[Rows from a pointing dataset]
________________________

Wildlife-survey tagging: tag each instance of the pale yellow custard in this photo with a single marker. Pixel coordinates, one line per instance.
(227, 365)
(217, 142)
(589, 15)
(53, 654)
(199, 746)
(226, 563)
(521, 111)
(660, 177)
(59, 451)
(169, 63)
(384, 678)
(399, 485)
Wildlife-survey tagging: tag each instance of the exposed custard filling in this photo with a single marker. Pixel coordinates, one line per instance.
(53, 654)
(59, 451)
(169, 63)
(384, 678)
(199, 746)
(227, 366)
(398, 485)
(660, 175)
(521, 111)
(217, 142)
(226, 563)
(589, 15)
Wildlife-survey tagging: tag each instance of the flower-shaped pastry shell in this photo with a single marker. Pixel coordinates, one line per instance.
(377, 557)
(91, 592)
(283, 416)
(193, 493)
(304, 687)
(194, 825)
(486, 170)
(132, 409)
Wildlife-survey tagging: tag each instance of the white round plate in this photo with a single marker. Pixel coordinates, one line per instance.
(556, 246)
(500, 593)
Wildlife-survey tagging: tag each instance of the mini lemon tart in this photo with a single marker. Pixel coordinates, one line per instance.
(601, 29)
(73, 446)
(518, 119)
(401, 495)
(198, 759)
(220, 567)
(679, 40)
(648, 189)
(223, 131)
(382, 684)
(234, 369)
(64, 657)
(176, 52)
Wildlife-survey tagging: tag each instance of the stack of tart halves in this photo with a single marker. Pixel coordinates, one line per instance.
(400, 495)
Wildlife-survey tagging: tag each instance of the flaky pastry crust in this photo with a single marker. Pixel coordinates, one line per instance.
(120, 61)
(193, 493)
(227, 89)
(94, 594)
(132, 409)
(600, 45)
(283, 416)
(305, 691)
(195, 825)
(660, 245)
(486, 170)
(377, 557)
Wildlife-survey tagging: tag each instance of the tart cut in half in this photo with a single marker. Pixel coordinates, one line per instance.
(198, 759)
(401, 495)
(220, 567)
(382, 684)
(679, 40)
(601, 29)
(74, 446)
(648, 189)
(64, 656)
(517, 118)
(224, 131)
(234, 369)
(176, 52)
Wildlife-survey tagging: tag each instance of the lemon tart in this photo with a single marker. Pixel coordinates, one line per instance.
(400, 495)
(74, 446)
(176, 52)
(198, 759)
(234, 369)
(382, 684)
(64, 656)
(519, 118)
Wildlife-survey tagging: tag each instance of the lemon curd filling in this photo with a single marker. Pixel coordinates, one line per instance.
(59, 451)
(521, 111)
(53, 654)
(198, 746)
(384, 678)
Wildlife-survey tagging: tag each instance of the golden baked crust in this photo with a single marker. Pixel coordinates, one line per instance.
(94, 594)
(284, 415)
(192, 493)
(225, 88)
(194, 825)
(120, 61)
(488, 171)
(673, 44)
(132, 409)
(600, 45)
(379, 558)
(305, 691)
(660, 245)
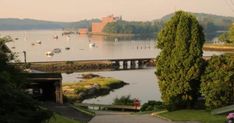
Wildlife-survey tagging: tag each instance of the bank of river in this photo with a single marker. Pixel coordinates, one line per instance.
(91, 86)
(143, 84)
(218, 47)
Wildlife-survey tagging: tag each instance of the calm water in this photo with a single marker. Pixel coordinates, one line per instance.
(79, 46)
(143, 83)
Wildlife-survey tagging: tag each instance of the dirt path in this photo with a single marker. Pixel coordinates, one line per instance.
(123, 117)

________________________

- STATED EXERCISE -
Give all the entries again exactly, dropping each picture.

- ANSWER BELOW -
Wildlife-survey tagging: tag each instance of the pale yellow custard in this photo with a single marker. Pixel coordinates, one line per instance.
(227, 365)
(217, 142)
(589, 15)
(53, 654)
(199, 746)
(226, 563)
(521, 111)
(660, 177)
(59, 451)
(169, 63)
(384, 678)
(399, 485)
Wildlife-survey tagging: tag each instance of the exposed custard filling in this photo with a single marker. Pixel coordinates, one line per instance.
(53, 654)
(59, 451)
(169, 63)
(384, 678)
(199, 746)
(227, 366)
(398, 485)
(660, 175)
(521, 111)
(217, 142)
(226, 563)
(589, 15)
Wildlife-survey tagging: tag each instance of the flower-shaped pastry shell in this photo with a single marker. Pixel coordinates, one line per instance.
(377, 557)
(91, 592)
(283, 416)
(193, 493)
(304, 687)
(194, 825)
(486, 170)
(132, 409)
Wildlife-survey tagging: tag each instance of the white round plate in this photo with a single marker. Pixel coordinates, one line per instance.
(556, 246)
(500, 593)
Wildlife-survey tagging: tag each instance of the mini lemon tart in this photo with a single marker. Pixel coordinates, one line per instance.
(601, 29)
(73, 446)
(518, 119)
(401, 495)
(198, 759)
(220, 567)
(679, 40)
(648, 189)
(223, 131)
(382, 684)
(234, 369)
(64, 657)
(176, 52)
Wildlife-survey tagging: tag each instance of the stack of tart halves in this photo with a single marker. Pixel coordinates, one line per instance.
(400, 495)
Wildlife-survey tagging: tag each instance of the flaky pastry crust in this photo with a single marker. Pixel coordinates, one line per instance.
(120, 61)
(193, 493)
(227, 89)
(94, 594)
(132, 409)
(600, 45)
(283, 416)
(305, 691)
(195, 825)
(660, 245)
(486, 170)
(377, 557)
Wildlife-survey tagging: tag each instance of the tart cut in half in this photo with a single marker. Pixel coordinates, one line per instance.
(198, 759)
(401, 495)
(220, 567)
(382, 684)
(679, 40)
(601, 29)
(74, 446)
(648, 189)
(64, 656)
(517, 118)
(224, 131)
(234, 369)
(176, 52)
Wildlife-survey tagging: tag each instance of the lemon tart in this photo with a single marker. Pixel coordinates, one line per instance.
(400, 495)
(74, 446)
(176, 52)
(198, 759)
(234, 369)
(382, 684)
(64, 656)
(519, 118)
Wildlife-survey tagging: tag each instance of the lemon curd filling in this photo with a single marker. Pixel coordinates, one line per instance.
(59, 451)
(521, 111)
(53, 654)
(198, 746)
(384, 678)
Wildlife-survey tagging: tag each instance of the golden baked crust in this photo with a single marker. Pixel coordinates, one line per instance.
(94, 594)
(284, 415)
(192, 493)
(225, 88)
(194, 825)
(120, 61)
(488, 171)
(673, 44)
(132, 409)
(600, 45)
(379, 558)
(305, 691)
(660, 245)
Wildlife-survey tagging: tag each instance of the bank of river in this photo with a single marker. Pixel coordinates, one line per instance.
(91, 86)
(143, 84)
(218, 47)
Wildlife-survey tagging: tag each instance of the calm water in this photo with a single marker. Pixel coordinates, one line per instance.
(79, 46)
(143, 83)
Wildlife-survey tagging: tag each instance of the dirt path in this photo with a single marker. Pixel coordinates, one line per instance.
(123, 117)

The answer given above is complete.